====== Data shown
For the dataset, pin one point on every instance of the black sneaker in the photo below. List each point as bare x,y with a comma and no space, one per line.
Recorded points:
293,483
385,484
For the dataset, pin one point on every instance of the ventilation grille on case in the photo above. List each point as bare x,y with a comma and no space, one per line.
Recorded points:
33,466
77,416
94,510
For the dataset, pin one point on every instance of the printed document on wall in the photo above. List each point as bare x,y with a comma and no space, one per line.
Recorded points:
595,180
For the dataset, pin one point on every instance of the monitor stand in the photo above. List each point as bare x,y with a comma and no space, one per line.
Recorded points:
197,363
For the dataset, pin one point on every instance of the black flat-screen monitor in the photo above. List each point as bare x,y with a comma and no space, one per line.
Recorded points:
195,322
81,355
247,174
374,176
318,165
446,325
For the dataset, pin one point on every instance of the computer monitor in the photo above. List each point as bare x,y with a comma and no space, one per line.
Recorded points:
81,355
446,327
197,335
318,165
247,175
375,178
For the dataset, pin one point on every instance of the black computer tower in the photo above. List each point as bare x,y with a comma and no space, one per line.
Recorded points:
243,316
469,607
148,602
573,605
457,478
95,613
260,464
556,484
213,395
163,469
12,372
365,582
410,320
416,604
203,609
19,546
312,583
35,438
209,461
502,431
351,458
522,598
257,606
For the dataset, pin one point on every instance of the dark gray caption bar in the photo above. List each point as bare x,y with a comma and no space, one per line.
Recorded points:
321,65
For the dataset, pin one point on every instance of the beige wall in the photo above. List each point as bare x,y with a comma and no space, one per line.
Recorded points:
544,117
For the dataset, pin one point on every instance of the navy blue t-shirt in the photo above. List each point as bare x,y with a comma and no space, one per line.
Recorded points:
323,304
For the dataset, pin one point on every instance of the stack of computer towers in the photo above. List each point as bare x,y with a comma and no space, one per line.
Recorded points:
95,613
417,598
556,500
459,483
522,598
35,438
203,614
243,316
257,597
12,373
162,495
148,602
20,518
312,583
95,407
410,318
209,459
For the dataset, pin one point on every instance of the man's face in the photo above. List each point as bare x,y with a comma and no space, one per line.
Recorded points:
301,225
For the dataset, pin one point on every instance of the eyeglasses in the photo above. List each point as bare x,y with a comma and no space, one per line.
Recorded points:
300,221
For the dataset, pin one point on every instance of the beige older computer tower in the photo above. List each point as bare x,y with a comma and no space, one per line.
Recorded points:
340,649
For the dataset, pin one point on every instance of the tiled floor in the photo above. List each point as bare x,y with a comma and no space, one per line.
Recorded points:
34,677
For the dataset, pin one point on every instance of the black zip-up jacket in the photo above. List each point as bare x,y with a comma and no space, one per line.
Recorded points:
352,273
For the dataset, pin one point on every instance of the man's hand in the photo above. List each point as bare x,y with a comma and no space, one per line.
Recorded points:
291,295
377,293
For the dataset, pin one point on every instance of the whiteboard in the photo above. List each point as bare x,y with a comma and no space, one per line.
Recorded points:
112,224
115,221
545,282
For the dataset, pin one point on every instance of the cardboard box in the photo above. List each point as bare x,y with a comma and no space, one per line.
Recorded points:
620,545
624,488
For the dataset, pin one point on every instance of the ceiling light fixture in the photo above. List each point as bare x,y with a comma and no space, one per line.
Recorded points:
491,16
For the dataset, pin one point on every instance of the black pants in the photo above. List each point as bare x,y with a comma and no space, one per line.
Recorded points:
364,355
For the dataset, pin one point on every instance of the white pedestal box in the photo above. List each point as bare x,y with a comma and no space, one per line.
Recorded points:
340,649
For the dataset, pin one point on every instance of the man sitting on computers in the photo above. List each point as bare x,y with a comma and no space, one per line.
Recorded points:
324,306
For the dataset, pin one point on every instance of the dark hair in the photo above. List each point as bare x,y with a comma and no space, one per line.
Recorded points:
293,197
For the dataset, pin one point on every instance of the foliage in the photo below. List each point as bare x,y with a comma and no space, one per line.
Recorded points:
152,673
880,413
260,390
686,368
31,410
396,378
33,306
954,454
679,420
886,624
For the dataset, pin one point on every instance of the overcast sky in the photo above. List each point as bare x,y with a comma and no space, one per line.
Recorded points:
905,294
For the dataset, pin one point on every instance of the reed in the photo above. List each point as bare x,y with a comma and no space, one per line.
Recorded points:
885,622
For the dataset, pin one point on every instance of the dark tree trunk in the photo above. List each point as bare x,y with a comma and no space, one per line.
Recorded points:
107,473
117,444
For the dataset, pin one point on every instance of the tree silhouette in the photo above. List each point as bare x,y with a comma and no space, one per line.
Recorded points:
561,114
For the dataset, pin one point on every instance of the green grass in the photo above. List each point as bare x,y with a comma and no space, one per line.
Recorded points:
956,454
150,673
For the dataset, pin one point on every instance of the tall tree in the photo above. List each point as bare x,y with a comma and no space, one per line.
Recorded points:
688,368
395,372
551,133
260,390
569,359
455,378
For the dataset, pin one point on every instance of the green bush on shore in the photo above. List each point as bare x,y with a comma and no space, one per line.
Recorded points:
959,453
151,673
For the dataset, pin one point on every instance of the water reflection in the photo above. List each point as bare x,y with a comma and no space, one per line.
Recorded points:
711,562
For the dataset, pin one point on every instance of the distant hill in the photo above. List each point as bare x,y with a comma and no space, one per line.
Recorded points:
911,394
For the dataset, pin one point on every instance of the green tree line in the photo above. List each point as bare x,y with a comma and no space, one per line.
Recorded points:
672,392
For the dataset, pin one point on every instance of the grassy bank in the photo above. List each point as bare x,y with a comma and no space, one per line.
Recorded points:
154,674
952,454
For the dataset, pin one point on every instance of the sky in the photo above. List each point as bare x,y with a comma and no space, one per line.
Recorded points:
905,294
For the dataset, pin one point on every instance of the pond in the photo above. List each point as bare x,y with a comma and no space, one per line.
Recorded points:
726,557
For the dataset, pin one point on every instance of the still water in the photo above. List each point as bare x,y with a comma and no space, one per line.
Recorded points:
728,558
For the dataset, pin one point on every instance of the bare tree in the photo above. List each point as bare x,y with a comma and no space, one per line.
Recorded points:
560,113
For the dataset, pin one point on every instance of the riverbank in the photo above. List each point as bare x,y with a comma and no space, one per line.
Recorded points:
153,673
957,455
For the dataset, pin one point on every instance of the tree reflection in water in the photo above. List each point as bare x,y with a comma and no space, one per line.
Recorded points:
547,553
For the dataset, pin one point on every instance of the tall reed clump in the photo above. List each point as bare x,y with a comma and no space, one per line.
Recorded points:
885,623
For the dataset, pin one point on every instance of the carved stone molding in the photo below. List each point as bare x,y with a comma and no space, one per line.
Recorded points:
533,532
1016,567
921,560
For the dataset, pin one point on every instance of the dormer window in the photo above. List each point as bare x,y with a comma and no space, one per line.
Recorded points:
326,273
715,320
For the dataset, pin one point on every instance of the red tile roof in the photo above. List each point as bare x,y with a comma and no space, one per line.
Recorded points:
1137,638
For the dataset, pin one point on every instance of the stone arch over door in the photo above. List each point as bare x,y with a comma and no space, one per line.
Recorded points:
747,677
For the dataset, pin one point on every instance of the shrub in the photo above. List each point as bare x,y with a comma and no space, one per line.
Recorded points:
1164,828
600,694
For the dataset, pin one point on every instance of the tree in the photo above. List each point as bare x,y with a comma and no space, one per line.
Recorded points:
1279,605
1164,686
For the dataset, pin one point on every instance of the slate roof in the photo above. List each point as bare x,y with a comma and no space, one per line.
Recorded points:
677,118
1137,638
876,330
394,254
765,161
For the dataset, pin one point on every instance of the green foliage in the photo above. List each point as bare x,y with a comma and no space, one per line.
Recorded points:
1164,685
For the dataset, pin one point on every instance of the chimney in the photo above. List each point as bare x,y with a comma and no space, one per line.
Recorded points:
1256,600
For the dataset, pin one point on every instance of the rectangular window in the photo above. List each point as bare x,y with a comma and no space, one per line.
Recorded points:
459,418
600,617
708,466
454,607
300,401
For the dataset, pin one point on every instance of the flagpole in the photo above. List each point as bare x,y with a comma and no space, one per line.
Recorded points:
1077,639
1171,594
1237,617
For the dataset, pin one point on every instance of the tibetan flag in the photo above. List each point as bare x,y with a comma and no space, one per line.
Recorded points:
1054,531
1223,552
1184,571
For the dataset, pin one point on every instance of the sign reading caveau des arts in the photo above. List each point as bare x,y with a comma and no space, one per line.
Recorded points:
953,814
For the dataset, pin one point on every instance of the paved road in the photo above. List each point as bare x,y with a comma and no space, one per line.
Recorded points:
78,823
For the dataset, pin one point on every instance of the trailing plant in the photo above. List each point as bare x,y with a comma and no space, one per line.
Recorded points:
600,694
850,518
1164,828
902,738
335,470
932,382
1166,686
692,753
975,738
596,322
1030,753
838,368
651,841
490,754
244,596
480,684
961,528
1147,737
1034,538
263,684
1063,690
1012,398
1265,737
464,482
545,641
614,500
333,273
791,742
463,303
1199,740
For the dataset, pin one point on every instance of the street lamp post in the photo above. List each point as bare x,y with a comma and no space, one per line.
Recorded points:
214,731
============
What is needed: Please quote exactly the lines from the one containing "of the slate" through the last line of the records above, both included, and nothing else.

Written response:
For the dataset, pin one point on every instance of the slate roof in the photo above. List each point as bare x,y with a comma and no space, one per line.
Recorded points:
677,118
1137,638
876,330
394,254
765,161
For the dataset, pin one point on every instance of the green foliage in the photo above. List each point as bare x,y with a comma and no space, one per line.
Recorded points:
1164,685
For the dataset, pin one point on every instance of the chimney in the photo above. List each point as bare x,y with a comma and no space, one per line.
Recorded points:
1256,600
For the dataset, pin one point on every instance of the rectangular window in the photo above. List each point as bare x,y with a comma and no space, one per line.
Recorded points:
459,418
600,617
708,466
454,607
300,401
For the dataset, pin one point on every instance of the flagpole in the photo above. List each point as bare x,y with a comma and no space, one per line.
Recorded points:
1077,639
1171,594
1237,617
For the dataset, pin one point on every instance of the tibetan flag in the photo above. List each point as bare x,y with a comma and no space, one per line.
Recorded points:
1054,531
1223,552
1184,571
For the dataset, pin one point on every instance of the sign reading caveau des arts in the photo above. List each point as bare x,y with a comma and no space, one per line.
Recorded points:
953,814
For the dataset, pin one point on every instance of the paved road in the photo above. List each point as bare x,y with a comma and no space, one per line.
Recorded points:
78,823
For the dataset, pin one point on every instance of the trailing plant in the photo above. List each point as bare x,y with a comma and no space, one per line.
Recorded points:
600,694
850,518
1164,828
902,738
335,470
932,382
1166,686
692,753
975,738
596,322
1030,753
838,368
651,841
490,754
244,596
480,684
961,528
1147,737
1034,538
263,684
1063,690
1012,398
1265,737
464,482
545,641
614,500
333,273
791,742
463,303
1199,740
For the dataset, pin one point on every instance of the street lamp post in the photo above. List each point as bare x,y with a comma and no space, one per line.
Recorded points:
214,731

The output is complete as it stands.